* PROBLEM DESCRIPTION
Emit the entire listing verbatim.

* MATERIAL FOR THIS TASK
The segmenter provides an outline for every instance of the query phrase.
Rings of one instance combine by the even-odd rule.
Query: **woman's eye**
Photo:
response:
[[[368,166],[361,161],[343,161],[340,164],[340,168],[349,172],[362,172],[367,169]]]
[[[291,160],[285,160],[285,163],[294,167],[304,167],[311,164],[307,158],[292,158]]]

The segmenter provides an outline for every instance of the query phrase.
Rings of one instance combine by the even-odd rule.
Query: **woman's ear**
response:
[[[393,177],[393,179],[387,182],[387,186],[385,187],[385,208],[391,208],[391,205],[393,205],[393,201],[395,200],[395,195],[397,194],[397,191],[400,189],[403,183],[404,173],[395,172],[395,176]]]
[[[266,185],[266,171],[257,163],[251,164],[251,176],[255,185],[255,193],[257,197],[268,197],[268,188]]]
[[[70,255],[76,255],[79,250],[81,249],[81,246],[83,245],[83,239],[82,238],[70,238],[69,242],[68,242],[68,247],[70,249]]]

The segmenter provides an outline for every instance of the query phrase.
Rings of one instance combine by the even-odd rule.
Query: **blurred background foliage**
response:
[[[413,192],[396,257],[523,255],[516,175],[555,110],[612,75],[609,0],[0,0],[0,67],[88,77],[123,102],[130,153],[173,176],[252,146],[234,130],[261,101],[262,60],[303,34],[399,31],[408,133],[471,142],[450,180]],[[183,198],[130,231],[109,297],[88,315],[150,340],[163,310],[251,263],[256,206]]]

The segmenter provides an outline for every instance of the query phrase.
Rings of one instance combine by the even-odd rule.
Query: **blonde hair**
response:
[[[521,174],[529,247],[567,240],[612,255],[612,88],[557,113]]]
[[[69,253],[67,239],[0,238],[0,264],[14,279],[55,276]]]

* SOLUTION TO THIS PROBLEM
The segmenter provides an outline for every instance of the query phrase.
Rings of one instance combine by the even-odd rule.
Query: **woman's eye**
Photo:
response:
[[[368,166],[361,161],[343,161],[340,164],[340,168],[349,172],[362,172],[367,169]]]
[[[291,160],[285,160],[285,163],[294,167],[304,167],[311,164],[307,158],[292,158]]]

The segmenter provides an outline for every instance of the query phrase.
Rings of one instance combine by the even-odd rule.
Query: **woman's ear**
response:
[[[393,177],[393,179],[387,182],[387,186],[385,187],[385,208],[391,208],[391,205],[393,205],[393,201],[395,200],[395,195],[397,194],[397,191],[400,189],[403,183],[404,173],[395,172],[395,176]]]
[[[266,185],[266,171],[257,163],[251,164],[251,176],[255,185],[255,193],[257,197],[268,197],[268,188]]]
[[[70,255],[76,255],[79,250],[81,249],[81,246],[83,245],[83,239],[82,238],[70,238],[69,242],[68,242],[68,247],[70,249]]]

The segmenter provides an outline for every instance of the query phrase.
Rings of one instance combine by the even-odd rule.
Query: **blurred background foliage**
response:
[[[413,192],[396,257],[523,255],[516,175],[555,110],[612,75],[609,0],[0,0],[0,67],[88,77],[123,102],[130,153],[173,176],[252,146],[234,130],[261,101],[262,60],[303,34],[399,31],[408,133],[471,142],[450,180]],[[183,198],[130,231],[109,297],[88,315],[150,340],[163,310],[251,263],[256,206]]]

The segmenter provides an outline for every instance of the query phrase.
Rings of one instance combine by the even-odd rule.
Query: **blonde hair**
response:
[[[521,174],[529,247],[567,240],[612,255],[612,88],[557,113]]]
[[[69,253],[67,239],[0,238],[0,264],[14,279],[55,276]]]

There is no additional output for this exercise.